[Items taken from a collection]
========================================================================

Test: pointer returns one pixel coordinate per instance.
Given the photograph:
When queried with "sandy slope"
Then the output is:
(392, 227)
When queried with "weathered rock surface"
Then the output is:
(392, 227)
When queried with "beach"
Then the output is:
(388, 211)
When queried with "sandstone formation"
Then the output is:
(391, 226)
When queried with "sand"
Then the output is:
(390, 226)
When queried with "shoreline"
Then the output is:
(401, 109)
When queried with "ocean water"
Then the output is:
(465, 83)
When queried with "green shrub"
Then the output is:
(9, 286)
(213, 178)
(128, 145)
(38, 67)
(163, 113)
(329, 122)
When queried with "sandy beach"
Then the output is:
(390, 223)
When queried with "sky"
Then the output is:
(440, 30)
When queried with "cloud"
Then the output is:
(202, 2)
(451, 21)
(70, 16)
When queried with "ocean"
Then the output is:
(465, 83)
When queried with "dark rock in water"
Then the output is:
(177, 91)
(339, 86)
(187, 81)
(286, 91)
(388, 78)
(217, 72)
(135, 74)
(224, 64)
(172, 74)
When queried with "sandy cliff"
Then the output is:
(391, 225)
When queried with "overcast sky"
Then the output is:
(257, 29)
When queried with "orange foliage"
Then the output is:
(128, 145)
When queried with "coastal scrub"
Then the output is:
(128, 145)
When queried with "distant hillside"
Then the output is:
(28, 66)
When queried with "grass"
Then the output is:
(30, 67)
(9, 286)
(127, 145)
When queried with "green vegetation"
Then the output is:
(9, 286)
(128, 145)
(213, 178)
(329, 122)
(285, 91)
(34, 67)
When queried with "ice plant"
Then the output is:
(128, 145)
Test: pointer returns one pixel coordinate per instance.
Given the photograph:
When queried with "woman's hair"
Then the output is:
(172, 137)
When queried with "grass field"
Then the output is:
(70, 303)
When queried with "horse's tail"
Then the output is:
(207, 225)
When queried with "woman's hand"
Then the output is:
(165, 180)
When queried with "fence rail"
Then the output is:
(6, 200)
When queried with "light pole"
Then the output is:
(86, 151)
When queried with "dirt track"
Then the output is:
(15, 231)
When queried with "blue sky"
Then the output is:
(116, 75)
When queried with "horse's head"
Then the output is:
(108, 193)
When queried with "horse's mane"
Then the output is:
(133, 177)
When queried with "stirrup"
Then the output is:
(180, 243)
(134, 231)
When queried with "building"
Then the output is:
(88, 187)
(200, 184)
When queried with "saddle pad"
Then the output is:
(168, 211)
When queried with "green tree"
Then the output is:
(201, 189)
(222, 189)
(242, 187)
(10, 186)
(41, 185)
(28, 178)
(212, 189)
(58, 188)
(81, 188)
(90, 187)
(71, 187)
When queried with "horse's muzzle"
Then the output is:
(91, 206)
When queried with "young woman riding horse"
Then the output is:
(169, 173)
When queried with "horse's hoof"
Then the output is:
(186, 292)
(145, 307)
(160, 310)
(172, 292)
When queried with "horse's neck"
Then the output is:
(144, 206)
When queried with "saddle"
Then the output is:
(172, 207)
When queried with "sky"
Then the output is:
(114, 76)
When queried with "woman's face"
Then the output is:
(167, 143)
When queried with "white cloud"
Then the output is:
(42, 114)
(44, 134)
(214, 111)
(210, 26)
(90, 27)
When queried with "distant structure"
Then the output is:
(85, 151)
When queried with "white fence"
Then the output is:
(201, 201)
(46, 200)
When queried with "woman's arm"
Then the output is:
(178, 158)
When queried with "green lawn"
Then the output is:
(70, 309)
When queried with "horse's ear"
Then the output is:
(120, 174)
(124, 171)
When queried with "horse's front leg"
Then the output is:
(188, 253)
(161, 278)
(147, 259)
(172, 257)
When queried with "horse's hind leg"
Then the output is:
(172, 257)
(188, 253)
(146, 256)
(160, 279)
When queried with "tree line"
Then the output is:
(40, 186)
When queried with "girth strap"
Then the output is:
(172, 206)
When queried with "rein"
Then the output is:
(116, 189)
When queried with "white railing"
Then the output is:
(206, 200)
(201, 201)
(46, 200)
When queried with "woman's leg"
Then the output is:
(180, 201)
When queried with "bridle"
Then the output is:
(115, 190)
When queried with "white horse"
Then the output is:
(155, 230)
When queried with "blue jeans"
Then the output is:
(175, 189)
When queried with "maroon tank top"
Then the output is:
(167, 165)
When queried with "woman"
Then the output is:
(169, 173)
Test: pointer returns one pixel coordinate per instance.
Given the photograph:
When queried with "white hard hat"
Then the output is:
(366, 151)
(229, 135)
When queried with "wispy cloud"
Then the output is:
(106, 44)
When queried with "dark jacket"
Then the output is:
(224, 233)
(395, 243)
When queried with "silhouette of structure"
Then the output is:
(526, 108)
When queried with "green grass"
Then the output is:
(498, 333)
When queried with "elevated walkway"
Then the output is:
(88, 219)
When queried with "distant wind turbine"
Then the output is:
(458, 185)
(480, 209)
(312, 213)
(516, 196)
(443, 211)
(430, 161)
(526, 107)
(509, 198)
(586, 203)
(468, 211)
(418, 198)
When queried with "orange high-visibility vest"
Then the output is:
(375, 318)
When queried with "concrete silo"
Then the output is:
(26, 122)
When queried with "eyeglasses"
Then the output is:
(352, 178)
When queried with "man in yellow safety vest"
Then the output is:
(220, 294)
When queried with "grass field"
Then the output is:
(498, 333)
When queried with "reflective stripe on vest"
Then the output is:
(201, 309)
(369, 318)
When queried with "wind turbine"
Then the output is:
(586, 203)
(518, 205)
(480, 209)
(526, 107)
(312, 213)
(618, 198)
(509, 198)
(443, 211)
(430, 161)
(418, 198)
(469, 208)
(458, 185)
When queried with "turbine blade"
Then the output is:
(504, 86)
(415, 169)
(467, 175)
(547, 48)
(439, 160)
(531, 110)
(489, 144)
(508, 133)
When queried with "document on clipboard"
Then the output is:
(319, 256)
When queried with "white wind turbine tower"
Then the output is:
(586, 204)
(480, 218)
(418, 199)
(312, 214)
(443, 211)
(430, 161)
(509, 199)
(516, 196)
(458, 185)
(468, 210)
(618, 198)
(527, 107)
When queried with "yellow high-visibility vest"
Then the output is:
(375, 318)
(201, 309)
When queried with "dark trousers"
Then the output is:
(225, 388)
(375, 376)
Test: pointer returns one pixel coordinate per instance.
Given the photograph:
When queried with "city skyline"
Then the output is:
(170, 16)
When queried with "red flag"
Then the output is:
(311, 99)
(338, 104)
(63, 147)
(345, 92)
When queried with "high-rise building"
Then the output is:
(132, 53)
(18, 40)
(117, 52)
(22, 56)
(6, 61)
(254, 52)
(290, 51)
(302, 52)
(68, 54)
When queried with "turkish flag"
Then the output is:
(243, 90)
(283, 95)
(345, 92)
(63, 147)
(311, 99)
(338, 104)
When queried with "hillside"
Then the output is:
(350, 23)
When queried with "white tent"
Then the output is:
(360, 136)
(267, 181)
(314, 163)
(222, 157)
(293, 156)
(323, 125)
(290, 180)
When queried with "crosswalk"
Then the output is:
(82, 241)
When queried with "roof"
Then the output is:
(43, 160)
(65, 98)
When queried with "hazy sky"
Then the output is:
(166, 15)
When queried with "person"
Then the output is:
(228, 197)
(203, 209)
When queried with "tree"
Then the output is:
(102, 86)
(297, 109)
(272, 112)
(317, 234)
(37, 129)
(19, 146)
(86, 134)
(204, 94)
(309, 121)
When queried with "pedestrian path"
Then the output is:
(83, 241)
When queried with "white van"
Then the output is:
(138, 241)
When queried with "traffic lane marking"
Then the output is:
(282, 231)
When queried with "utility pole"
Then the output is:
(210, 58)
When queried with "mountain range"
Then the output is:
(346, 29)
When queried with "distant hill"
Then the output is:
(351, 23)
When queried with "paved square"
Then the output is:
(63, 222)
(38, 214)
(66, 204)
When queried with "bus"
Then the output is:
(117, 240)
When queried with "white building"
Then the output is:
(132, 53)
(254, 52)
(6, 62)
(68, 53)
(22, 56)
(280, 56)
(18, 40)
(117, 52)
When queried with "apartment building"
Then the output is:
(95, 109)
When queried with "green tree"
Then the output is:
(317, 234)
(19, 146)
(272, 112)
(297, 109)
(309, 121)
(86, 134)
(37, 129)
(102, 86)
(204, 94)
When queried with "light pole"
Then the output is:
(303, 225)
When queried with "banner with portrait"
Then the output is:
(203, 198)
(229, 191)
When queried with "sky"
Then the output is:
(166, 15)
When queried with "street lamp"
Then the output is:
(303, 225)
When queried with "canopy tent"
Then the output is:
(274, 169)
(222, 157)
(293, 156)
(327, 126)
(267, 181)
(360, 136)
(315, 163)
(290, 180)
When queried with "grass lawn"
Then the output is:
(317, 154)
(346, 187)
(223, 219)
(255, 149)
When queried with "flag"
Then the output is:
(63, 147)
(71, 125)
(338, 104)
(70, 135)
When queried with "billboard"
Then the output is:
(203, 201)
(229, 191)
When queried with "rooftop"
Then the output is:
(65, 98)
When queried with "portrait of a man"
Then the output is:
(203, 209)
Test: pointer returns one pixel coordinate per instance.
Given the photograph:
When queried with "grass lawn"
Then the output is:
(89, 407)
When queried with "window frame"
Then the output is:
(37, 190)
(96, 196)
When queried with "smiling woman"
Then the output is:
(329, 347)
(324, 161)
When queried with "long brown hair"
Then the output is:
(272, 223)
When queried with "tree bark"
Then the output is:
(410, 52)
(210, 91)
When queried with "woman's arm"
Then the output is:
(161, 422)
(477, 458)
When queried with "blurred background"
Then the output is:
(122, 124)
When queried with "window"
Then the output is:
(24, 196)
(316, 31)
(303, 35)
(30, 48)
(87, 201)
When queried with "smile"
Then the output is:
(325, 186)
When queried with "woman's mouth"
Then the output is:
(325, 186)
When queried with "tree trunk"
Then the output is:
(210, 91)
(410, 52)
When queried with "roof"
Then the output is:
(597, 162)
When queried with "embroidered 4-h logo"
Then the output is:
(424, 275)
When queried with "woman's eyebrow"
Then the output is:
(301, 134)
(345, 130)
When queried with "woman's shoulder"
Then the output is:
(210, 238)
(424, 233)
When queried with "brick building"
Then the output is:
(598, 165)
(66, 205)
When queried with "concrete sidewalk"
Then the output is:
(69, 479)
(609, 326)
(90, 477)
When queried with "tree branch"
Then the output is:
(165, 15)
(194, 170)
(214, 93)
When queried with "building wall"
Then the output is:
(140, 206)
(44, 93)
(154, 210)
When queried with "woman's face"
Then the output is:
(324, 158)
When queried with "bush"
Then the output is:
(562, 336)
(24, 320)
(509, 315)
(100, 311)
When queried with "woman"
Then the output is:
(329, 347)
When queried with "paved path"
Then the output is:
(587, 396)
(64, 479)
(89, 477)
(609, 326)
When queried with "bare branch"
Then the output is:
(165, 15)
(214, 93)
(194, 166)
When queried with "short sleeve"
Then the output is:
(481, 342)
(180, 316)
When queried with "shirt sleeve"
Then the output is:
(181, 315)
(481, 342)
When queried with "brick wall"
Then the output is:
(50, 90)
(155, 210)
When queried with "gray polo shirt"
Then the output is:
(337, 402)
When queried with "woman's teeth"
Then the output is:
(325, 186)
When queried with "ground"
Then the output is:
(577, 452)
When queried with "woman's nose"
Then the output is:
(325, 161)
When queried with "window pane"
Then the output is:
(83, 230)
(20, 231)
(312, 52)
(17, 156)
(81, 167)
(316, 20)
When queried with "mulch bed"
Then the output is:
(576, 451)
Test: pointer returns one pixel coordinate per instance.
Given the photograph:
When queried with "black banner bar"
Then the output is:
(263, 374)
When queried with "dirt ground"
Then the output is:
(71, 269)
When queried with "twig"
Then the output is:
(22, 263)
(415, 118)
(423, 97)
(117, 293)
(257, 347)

========================================================================

Pull out every line of the items above that contains the string "shirt", copying each one in full. Case counts.

When queried with "shirt sleeve"
When queried with "gray polo shirt"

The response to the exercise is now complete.